> [PROBLEM]:
Reproduce the part of the entries that opens with the line containing "Where can the wooden pillar" and closes with the line containing "<point>69,610</point>", keeping every line, requests included. Add 28 to each coordinate in the answer points, leaving the requests and their format samples unchanged.

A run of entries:

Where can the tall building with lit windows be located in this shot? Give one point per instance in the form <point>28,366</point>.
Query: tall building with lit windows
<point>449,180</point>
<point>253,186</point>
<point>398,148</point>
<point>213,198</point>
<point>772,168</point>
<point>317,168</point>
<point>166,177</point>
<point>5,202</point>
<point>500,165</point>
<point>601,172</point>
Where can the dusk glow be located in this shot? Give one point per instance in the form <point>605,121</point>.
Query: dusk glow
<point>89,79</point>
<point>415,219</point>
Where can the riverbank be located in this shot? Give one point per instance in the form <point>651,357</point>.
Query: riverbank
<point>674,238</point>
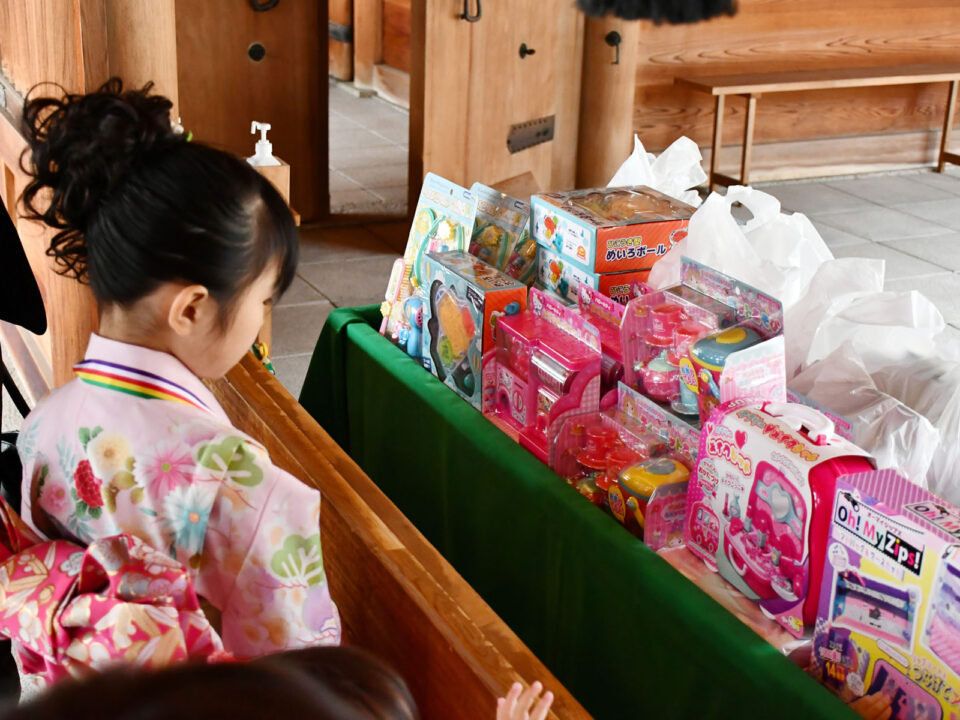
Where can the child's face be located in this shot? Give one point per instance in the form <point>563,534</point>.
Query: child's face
<point>223,349</point>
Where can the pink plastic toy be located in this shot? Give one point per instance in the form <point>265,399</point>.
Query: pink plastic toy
<point>548,366</point>
<point>759,507</point>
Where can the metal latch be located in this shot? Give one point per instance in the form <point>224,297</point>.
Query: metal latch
<point>527,134</point>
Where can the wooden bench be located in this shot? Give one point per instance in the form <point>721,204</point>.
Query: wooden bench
<point>397,595</point>
<point>752,86</point>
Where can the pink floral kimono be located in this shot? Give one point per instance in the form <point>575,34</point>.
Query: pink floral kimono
<point>137,444</point>
<point>70,610</point>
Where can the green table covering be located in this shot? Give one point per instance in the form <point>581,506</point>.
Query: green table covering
<point>626,633</point>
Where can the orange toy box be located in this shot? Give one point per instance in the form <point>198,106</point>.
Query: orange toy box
<point>464,299</point>
<point>609,230</point>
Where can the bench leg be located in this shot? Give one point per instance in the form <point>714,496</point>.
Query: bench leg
<point>945,155</point>
<point>717,139</point>
<point>747,151</point>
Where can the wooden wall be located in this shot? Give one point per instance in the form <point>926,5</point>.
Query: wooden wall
<point>857,129</point>
<point>77,44</point>
<point>222,89</point>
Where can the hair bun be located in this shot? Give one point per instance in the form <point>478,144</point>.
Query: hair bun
<point>82,147</point>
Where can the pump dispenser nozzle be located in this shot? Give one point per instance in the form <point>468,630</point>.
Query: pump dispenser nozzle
<point>264,149</point>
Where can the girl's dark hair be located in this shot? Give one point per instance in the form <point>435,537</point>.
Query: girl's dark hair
<point>326,683</point>
<point>136,204</point>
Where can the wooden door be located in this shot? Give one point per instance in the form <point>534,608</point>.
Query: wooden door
<point>223,86</point>
<point>477,85</point>
<point>381,54</point>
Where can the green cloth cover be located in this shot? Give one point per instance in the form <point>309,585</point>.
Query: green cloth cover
<point>627,634</point>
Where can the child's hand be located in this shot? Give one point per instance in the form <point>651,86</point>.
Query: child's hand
<point>516,705</point>
<point>872,707</point>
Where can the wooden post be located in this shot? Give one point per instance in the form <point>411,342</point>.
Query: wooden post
<point>606,100</point>
<point>944,157</point>
<point>717,139</point>
<point>747,149</point>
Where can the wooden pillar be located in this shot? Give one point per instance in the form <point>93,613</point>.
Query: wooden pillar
<point>606,100</point>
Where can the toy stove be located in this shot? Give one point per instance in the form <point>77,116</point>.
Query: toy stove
<point>909,700</point>
<point>875,609</point>
<point>538,366</point>
<point>765,546</point>
<point>943,630</point>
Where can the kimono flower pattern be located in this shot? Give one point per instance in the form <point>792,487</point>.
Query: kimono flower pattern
<point>138,445</point>
<point>69,610</point>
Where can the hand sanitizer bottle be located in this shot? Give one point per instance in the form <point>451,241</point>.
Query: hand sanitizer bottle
<point>263,156</point>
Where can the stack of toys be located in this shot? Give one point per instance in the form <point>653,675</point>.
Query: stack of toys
<point>606,238</point>
<point>548,364</point>
<point>707,341</point>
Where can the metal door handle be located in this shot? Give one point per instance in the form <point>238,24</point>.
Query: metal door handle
<point>466,12</point>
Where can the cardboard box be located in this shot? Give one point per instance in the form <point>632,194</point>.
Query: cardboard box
<point>609,230</point>
<point>562,277</point>
<point>889,614</point>
<point>464,299</point>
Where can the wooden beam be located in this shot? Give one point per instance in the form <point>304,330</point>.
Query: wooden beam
<point>367,40</point>
<point>397,596</point>
<point>947,126</point>
<point>748,139</point>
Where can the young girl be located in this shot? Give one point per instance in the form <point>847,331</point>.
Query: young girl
<point>183,246</point>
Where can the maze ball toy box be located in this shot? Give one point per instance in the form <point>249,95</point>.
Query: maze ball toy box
<point>443,221</point>
<point>609,230</point>
<point>889,616</point>
<point>465,298</point>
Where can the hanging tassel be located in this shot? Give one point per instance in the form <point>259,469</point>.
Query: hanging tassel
<point>660,11</point>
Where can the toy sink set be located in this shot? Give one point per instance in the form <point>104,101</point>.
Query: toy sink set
<point>546,366</point>
<point>607,238</point>
<point>633,461</point>
<point>889,612</point>
<point>709,340</point>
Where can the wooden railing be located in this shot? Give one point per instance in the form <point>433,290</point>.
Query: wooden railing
<point>397,596</point>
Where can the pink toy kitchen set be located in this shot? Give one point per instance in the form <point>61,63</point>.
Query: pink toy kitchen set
<point>889,615</point>
<point>758,510</point>
<point>633,459</point>
<point>547,367</point>
<point>707,341</point>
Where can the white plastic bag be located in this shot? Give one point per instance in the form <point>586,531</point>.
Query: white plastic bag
<point>931,386</point>
<point>673,173</point>
<point>894,434</point>
<point>885,328</point>
<point>773,252</point>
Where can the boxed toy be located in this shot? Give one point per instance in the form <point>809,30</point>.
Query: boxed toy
<point>443,221</point>
<point>889,616</point>
<point>758,510</point>
<point>499,232</point>
<point>605,314</point>
<point>609,230</point>
<point>547,367</point>
<point>561,276</point>
<point>465,299</point>
<point>708,341</point>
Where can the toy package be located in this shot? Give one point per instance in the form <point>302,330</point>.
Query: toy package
<point>710,340</point>
<point>443,221</point>
<point>758,510</point>
<point>563,277</point>
<point>609,230</point>
<point>547,367</point>
<point>606,315</point>
<point>465,299</point>
<point>889,615</point>
<point>499,232</point>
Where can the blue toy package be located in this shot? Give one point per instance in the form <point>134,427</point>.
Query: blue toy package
<point>443,222</point>
<point>499,226</point>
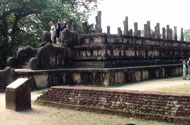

> [TASK RESPONSE]:
Where can the wooden pillar be located in this shot? Give one point per instance in the form <point>93,613</point>.
Query: wooden pillar
<point>634,128</point>
Where can the toy stove be located in this shot? Give one point per instance in the form <point>77,116</point>.
Query: toy stove
<point>937,728</point>
<point>903,637</point>
<point>566,394</point>
<point>793,574</point>
<point>971,658</point>
Where can the kimono flower pattern be located in this shot? Give one point per instance in the form <point>792,487</point>.
Query: kimono flower pattern
<point>166,473</point>
<point>97,638</point>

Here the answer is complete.